- SFIDA -
Scrivi il seguito dell'articolo sul ciclo di vita delle vulnerabilità riportato più sotto, riprendendo subito dopo l'ultimo punto dell'elenco.

═════ TESTO DI PARTENZA

Ciclo di vita delle Vulnerabilità: ottimizzare il proprio sistema di gestione del rischio migliorando i processi di governance

Ciclo di vita delle Vulnerabilità: ottimizzare il proprio sistema di gestione del rischio migliorando i processi di governance

di Stefano Locatelli, Technology Integration leader Alfa Group

Finalmente, dopo tanti anni ad aspettare (e sperare…) che qualcuno venisse in soccorso dei referenti di security, costretti a districarsi tra sollecitazioni e istanze di responsabili, direttori, fornitori, ingegnerie di prodotti, supporti tecnici e assistenze varie, ci siamo. Le aziende hanno iniziato a prendere coscienza della complessità del processo di gestione delle vulnerabilità e dei rischi, delle conseguenze e più in generale delle “beghe” che un incidente di sicurezza porta con sé.

Per questa ragione all’interno delle organizzazioni è emerso il bisogno di avere un sistema più strutturato e solido per la gestione delle vulnerabilità, che agisca a livello aziendale e non ricada sulle spalle dei soli responsabili di Security. Si necessita di visibilità e valutazioni continue che tengano conto delle normative di conformità, dei requisiti organizzativi e degli standard di settore, mantenendo il passo con il numero sempre crescente di nuove vulnerabilità.

Per rispondere a queste necessità è stato elaborato l’ormai “famoso” framework che definisce le linee guida e gli step che le aziende dovrebbero seguire per ottenere un processo di Vulnerability Management efficace:

 

Il processo ciclico appena descritto mostra in maniera chiara le azioni da svolgere nella gestione delle vulnerabilità, ma nel cercare di fornire delle linee guida standard, tende a scontrarsi con le difficoltà pratiche della sua implementazione all’interno dei singoli contesti aziendali, come:

  • La visibilità su tutte le risorse IT non adeguata, spesso dovuta all’assenza di un repository centralizzato nel quale raccogliere e analizzare chiaramente i dati di tutti gli asset aziendali;
  • Il livello di rischio delle vulnerabilità è difficile da comprendere, ed implica molte volte una errata classificazione delle stesse sulla base della priorità di intervento;
  • Molti step del processo di Vulnerability Management sono svolti manualmente, aumentando i tempi di esecuzione, e le scansioni non sempre vengono pianificate con frequenza regolare;
  • La remediation non è sempre tempestiva, sia per la difficoltà di individuarne uno specifico owner, che per la mancanza di un sistema integrato e continuo di revisioni.

══════════
═════ CONTENUTO DEL DATASET

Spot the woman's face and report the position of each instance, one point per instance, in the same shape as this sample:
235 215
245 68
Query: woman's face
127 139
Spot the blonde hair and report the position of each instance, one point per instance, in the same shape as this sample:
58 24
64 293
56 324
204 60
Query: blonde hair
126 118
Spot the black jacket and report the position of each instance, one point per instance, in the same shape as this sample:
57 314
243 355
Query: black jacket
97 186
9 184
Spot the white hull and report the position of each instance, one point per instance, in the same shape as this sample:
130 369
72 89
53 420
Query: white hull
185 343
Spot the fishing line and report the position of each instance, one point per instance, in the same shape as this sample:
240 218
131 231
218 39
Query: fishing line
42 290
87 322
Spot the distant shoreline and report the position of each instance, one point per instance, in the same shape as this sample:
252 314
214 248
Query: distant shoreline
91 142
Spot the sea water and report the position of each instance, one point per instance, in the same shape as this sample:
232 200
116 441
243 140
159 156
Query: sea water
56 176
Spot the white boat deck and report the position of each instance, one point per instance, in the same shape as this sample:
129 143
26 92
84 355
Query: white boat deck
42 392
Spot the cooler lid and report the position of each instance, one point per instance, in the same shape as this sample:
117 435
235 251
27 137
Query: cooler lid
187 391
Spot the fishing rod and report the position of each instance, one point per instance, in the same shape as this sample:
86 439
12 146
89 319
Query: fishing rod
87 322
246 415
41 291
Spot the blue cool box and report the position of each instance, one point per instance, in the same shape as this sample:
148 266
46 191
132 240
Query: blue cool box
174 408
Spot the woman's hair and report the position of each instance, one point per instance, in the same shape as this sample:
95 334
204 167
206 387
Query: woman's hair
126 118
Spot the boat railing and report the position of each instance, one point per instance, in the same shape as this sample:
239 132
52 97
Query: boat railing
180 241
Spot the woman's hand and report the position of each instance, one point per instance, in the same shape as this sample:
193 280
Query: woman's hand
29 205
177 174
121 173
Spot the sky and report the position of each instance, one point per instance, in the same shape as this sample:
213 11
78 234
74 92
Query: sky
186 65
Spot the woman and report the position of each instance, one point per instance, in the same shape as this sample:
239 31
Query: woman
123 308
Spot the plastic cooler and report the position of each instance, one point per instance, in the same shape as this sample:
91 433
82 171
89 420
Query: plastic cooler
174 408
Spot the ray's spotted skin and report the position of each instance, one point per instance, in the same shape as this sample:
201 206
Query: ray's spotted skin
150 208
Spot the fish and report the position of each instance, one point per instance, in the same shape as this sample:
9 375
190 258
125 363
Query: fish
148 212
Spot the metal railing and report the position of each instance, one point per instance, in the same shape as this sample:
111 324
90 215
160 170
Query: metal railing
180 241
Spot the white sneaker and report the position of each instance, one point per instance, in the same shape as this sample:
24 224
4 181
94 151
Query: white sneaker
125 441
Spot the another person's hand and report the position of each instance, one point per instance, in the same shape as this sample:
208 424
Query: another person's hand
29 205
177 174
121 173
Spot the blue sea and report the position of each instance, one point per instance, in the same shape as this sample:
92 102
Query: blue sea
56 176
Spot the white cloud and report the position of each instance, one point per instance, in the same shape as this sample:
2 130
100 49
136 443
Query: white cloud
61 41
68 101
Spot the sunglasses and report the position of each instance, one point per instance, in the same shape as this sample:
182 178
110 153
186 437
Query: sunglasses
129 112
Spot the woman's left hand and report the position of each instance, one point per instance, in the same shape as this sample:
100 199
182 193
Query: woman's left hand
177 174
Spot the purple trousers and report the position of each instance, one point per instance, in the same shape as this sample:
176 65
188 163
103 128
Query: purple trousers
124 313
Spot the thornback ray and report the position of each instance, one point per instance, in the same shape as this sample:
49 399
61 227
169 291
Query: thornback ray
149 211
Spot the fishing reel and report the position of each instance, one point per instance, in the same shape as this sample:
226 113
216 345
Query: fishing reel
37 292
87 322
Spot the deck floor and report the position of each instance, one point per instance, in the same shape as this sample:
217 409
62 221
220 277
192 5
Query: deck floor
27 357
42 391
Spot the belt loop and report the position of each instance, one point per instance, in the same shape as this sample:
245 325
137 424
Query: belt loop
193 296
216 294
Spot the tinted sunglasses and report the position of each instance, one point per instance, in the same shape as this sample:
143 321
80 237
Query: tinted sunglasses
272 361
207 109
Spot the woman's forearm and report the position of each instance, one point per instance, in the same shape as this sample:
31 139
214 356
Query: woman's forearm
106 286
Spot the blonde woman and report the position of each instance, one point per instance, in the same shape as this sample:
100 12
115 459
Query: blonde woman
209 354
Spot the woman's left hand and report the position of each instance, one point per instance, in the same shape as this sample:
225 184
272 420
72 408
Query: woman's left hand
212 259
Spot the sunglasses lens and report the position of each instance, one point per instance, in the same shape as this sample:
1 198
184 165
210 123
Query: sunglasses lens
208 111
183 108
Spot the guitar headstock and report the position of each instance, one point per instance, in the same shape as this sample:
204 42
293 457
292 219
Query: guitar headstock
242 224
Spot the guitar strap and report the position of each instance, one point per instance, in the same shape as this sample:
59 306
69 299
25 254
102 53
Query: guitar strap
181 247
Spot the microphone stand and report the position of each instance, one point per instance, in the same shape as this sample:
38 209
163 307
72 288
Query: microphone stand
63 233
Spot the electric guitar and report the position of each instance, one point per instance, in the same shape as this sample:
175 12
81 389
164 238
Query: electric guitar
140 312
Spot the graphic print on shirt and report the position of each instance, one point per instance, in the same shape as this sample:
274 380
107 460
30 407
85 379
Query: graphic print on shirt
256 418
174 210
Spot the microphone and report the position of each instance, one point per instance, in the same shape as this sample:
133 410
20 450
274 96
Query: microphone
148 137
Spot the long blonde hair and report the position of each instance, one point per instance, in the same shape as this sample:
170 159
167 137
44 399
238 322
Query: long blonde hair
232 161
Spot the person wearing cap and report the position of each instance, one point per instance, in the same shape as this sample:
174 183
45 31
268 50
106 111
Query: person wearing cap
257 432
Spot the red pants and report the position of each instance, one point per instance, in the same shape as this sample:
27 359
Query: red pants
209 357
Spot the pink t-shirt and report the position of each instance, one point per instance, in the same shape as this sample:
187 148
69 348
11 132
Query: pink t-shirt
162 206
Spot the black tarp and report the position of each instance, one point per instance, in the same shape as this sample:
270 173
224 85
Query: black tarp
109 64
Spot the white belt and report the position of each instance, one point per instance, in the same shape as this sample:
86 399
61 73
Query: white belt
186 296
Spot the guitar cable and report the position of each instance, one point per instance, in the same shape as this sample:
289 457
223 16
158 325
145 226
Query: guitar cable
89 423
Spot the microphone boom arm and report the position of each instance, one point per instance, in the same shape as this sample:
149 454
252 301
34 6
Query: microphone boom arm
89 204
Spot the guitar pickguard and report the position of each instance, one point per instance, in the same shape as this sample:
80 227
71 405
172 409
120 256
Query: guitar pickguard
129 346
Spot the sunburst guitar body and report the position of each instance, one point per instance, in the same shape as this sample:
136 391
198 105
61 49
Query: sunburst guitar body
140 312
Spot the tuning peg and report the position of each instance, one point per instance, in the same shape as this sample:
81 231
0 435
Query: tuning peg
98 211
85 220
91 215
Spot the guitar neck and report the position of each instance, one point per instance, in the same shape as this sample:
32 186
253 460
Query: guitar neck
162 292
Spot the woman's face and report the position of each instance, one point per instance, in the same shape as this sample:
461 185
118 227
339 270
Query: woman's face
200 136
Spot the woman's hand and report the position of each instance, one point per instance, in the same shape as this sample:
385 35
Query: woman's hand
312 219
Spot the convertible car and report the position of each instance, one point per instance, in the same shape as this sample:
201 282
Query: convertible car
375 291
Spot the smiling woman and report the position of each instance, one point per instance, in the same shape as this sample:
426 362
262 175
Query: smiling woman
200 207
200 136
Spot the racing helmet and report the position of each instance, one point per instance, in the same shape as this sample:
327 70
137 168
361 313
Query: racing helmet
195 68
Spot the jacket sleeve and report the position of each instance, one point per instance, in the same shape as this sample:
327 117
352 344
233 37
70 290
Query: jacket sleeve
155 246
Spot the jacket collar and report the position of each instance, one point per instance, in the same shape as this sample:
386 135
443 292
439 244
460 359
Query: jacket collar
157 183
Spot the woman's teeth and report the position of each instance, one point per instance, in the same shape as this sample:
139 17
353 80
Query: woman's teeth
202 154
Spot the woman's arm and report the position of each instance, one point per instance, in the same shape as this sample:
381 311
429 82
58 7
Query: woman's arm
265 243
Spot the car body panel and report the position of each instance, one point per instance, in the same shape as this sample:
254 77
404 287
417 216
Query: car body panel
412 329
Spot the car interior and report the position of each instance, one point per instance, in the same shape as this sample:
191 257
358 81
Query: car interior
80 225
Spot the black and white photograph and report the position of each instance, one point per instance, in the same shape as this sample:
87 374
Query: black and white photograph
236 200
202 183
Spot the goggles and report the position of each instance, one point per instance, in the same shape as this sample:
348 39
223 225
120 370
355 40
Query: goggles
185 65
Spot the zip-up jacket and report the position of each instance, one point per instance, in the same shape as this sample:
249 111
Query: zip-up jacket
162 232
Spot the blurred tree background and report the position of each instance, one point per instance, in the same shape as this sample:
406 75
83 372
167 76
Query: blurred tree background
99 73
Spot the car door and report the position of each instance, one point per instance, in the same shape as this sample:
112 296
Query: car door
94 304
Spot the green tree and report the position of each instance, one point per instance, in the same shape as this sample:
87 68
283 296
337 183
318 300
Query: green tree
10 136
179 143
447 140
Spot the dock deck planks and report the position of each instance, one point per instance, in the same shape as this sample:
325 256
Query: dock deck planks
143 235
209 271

══════════

- RISULTATO DEL COMPITO -
A queste difficoltà si aggiunge la tendenza di vedere il ciclo di vita delle vulnerabilità come un processo con una frequenza ben definita, spesso in linea con quella che è la politica delineata per le scansioni Vulnerability Assessment pianificate. Invece, oggi le vulnerabilità non sono più solo quelle dei sistemi, delle infrastrutture e delle reti: ci sono quelle sulle applicazioni, i loro codici sorgente, le loro librerie, le infrastrutture in cloud, le infrastrutture OT, e ognuna di queste ha una sua propria frequenza di investigazione, a volte addirittura completamente dipendente da altri cicli o servizi di gestione (es. rilascio del software in Software Development Life Cycle).

L’esperienza coltivata negli anni, ci ha permesso di raccogliere e condividere informazioni utili con le diverse organizzazioni con le quali abbiamo lavorato. Il confrontarci con l’applicazione pratica del suddetto framework nelle singole realtà aziendali ci ha permesso di riportare alla luce questo “ciclo”, di raffinarlo, per fornire alle organizzazioni e ai nostri clienti un approccio di gestione delle vulnerabilità che affronti e superi le difficoltà pratiche e operative del framework “tradizionale”.

Dunque, quali sono le fasi di questo nuovo ciclo di gestione delle vulnerabilità?

1) Discovery o identificazione del perimetro

Nella prima fase del framework, vengono visionati gli asset dell’organizzazione (inclusi software, hardware, sistemi operativi e servizi) e definiti gli obiettivi degli assessment da eseguire: le regole e le configurazioni necessarie ad impostare le attività. In genere, questo passaggio viene indirizzato da specifiche funzionalità delle tecnologie per le scansioni di Vulnerability Assessment, che garantiscono una ricerca degli host attivi sulla rete dell’organizzazione del cliente.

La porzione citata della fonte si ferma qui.